> CONSIGNES DE L'EXERCICE:
1. Résumez l'extrait retenu en deux phrases, s'il vous plaît.
2. D'après l'extrait retenu, quelles sont les seules choses que valorise cette société ?

::: EXTRAIT RETENU :::

Il est bien difficile d’être fragile et d’être accepté avec ses fragilités dans cette société qui ne valorise que la rentabilité et l’efficacité. Malheur aux vieux qui ne sont plus assez vifs, malheur aux handicapés qui n’entrent pas dans les normes de productivité, malheurs aux malades en général qui pèsent sur les charges collectives . Derrière ce rejet se dissimule toujours très mal cette vieille tentation d’eugénisme et d’euthanasie qui nous rappelle cet ancien projet nazi concernant  « les vies qui ne valent pas ou plus la peine d’être vécues » !

 Le droit de ne plus encombrer, de ne plus être une charge pour les autres, de ne plus gêner conduit régulièrement de nombreuses personnes au suicide ou les amènent dans les services de psychiatrie . On les retrouve épuisés, honteux, culpabilisés, ne pouvant plus faire face, avec une situation sociale dramatique .

Notre société interdit d’être fragile  et ceux qui le sont ou le deviennent sont rejetés ou marginalisés comme des « a-normaux » .

Cette société est mortifère parce qu’elle nous oblige à vivre dans le mensonge . Car il est humain d’être fragile . Par nature l’ humain est fragile . Qui de nous peut prétendre ne pas avoir de limites, de failles ?

La société nous impose en permanence de cacher, de compenser nos manques et nos fragilités . Est-il possible de vivre des relations humaines authentiques quand on est sans cesse obligé de se contrôler, de rester bien indépendant des autres et de porter partout sa grosse carapace protectrice ? Nous nous mentons à nous-mêmes tout le temps . C’est pas facile de reconnaitre ses fragilités, ses manques, ses zones d’ombre, ses démons intérieurs, pas facile de s’accepter négativement sans perdre l’estime de soi et des autres bien sûr . Peut-on miser sur la capacité de compréhension et de bienveillance de notre entourage familial, professionnel ou social ? Peut-on s’exposer si l’on craint d’être détruit ? Quand on est entrainé depuis tout petit à vivre sous le projecteur des comparaisons, quand on est entrainé à être le meilleur, il est impossible de se risquer à se montrer tel que l’on est .

::: DONNÉES COLLECTÉES :::

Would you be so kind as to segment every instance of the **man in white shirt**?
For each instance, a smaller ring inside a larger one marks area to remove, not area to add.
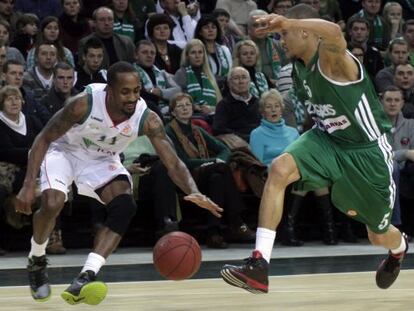
[[[200,19],[198,4],[192,3],[187,7],[185,2],[179,0],[160,0],[159,3],[164,10],[163,13],[174,21],[175,27],[172,29],[174,43],[184,48],[187,42],[194,38],[194,30]]]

:::

> RÉPONSES ATTENDUES:
1. Notre société, qui ne valorise que la rentabilité et l'efficacité, rejette ou marginalise ceux qui sont fragiles, comme les vieux, les handicapés et les malades. Pourtant l'humain est fragile par nature, et l'obligation permanente de cacher ses manques et ses fragilités nous oblige à vivre dans le mensonge.

2. La rentabilité et l'efficacité.